> _Set task_: Working from the line that contains "If you could point to the gravel" down to the last line below, repeat each line exactly.

> _Listed entries_:
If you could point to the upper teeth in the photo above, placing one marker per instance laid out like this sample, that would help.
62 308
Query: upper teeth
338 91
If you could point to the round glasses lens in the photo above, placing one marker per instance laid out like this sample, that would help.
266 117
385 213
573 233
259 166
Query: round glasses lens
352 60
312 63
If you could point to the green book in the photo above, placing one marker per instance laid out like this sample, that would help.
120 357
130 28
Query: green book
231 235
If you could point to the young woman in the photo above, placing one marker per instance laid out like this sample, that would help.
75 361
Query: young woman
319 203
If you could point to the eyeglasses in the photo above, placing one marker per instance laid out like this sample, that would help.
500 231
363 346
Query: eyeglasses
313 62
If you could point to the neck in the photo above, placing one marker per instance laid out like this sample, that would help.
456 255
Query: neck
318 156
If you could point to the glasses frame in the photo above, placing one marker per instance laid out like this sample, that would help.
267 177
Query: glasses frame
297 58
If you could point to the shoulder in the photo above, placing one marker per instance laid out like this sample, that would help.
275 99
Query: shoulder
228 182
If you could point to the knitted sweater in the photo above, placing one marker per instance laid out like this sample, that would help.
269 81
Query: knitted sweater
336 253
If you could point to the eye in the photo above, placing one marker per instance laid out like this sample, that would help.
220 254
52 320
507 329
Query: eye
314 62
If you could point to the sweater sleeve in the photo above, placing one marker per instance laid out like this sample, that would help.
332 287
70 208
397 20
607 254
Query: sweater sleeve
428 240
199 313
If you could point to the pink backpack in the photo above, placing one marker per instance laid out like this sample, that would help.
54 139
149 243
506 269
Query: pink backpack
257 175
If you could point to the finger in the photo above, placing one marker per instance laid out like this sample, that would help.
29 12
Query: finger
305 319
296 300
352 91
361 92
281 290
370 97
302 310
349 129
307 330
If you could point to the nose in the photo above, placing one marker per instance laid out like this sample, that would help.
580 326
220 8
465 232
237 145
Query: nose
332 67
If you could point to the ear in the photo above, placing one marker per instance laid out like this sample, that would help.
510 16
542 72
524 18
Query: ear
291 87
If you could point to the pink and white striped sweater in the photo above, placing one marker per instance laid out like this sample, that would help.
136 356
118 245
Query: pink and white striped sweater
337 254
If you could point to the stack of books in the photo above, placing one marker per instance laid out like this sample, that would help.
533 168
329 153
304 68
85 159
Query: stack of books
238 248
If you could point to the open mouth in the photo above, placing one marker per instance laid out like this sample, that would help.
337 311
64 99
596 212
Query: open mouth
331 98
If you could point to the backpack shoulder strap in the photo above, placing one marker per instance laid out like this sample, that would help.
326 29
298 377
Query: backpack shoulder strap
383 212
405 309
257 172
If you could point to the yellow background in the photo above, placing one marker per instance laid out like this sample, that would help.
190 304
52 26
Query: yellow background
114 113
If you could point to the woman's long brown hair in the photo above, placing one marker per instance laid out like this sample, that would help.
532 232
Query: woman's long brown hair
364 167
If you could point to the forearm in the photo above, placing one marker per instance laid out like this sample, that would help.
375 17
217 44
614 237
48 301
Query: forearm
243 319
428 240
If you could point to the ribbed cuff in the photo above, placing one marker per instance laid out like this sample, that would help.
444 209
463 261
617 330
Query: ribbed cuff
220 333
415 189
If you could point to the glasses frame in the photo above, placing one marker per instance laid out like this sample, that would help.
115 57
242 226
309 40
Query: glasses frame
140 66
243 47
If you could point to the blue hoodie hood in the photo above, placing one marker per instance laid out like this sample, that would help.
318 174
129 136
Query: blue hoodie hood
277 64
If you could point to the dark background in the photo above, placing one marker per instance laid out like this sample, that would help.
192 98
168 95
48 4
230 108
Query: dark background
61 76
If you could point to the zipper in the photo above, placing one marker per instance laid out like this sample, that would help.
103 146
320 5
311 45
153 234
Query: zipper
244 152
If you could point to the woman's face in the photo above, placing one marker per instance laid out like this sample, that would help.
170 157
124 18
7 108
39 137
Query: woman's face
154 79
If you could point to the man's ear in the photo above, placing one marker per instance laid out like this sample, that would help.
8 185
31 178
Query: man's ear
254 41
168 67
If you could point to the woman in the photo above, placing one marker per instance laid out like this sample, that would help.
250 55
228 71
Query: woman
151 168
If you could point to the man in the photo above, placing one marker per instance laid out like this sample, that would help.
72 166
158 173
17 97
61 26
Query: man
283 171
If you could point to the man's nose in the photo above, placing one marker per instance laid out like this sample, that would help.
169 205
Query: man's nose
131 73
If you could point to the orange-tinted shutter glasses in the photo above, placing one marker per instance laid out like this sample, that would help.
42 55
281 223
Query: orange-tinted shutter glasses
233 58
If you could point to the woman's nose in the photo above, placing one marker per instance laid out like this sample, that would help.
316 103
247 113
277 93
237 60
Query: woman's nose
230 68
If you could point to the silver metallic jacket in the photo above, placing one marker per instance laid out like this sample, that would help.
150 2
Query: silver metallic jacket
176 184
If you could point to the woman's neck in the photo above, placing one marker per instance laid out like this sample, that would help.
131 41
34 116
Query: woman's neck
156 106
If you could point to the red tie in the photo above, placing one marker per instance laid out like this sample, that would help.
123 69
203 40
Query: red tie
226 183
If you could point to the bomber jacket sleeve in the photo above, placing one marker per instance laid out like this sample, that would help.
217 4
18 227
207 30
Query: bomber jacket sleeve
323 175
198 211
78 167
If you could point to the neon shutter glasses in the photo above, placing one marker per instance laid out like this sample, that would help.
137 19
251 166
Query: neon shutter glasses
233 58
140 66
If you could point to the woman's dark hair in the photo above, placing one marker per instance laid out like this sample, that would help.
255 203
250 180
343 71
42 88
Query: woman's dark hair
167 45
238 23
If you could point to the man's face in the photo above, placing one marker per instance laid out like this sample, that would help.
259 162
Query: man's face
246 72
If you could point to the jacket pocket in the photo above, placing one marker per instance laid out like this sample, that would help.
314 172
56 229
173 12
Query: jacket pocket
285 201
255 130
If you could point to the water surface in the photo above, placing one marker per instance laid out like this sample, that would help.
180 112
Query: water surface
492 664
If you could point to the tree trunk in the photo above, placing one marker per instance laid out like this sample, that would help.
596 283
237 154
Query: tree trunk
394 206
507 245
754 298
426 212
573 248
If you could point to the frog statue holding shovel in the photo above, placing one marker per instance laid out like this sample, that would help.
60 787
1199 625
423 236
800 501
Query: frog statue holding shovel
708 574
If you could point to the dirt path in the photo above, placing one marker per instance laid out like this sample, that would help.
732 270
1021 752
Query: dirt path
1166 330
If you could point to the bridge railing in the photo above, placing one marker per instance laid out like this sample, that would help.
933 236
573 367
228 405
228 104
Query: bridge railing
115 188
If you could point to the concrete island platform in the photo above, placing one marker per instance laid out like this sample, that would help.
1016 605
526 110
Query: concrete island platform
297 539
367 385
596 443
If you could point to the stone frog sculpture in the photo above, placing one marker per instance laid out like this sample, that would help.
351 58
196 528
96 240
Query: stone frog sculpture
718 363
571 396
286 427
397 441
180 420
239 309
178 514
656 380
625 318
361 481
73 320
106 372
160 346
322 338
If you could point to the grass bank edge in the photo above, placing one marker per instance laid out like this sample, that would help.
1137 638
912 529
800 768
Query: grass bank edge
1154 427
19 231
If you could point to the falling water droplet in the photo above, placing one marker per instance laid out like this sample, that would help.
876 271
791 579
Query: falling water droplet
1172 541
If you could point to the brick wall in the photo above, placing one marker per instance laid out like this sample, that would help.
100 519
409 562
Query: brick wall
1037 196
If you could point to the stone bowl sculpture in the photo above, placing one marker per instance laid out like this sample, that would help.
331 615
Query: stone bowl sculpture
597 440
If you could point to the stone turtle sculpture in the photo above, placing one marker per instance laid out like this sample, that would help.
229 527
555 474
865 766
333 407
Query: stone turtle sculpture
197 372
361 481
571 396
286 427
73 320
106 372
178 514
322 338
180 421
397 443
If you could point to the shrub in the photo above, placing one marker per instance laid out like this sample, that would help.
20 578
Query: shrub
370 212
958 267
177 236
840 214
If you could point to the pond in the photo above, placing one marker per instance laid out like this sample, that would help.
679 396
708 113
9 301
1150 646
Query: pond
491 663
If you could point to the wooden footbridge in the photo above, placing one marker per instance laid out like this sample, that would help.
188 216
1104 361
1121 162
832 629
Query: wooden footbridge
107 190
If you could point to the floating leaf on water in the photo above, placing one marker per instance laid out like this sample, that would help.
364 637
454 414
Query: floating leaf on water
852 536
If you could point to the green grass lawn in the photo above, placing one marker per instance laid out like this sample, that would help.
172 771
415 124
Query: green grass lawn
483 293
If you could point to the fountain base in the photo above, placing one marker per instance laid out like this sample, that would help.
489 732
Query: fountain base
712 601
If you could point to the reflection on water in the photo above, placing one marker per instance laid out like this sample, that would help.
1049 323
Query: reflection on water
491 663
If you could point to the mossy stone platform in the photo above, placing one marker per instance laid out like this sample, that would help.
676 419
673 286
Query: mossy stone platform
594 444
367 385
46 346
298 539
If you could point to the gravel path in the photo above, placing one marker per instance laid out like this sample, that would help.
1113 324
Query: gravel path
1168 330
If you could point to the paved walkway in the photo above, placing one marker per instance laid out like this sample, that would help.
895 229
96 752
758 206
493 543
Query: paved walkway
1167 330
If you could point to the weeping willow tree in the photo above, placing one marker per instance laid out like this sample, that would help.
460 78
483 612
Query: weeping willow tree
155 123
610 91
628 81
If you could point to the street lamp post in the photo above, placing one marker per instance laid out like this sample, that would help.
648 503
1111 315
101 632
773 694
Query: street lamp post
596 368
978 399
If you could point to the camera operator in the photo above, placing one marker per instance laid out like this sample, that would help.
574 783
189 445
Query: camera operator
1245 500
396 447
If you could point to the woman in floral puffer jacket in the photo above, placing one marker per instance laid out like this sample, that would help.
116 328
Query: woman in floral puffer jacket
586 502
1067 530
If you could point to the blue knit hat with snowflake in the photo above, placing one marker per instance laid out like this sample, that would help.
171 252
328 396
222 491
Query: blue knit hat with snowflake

> _Answer below_:
If you could point to the gravel path in the photo above, placing one marker per instance laid out like this sample, that would help.
1113 324
Query: gravel path
1168 330
If you could point to the paved walkway in the photo above, placing one marker per instance laid out like this sample, that would help.
895 229
96 752
758 206
493 543
Query: paved walkway
1167 330
If you could point to the weeping willow tree in the photo above, placing one marker per instance laid out like this sample, that would help.
460 78
483 612
Query: weeping willow tree
155 123
610 91
628 81
If you could point to the street lamp post in the photo above, placing one marker per instance laid out like this sample, that would help.
648 503
1111 315
101 632
773 694
Query: street lamp post
596 368
978 399
If you could point to the camera operator in the photo above, placing one marker per instance laid out like this sample, that would help.
574 783
189 445
Query: camera operator
1245 500
396 447
If you could point to the woman in floral puffer jacket in the photo above, placing one marker per instance laid out like this sample, that would help.
116 328
Query: woman in floral puffer jacket
586 502
1067 530
If you could point to the blue knit hat with snowflake in the photo above, placing one marker per instance laid out like this sample, that would help.
171 252
328 396
222 491
Query: blue knit hat with snowflake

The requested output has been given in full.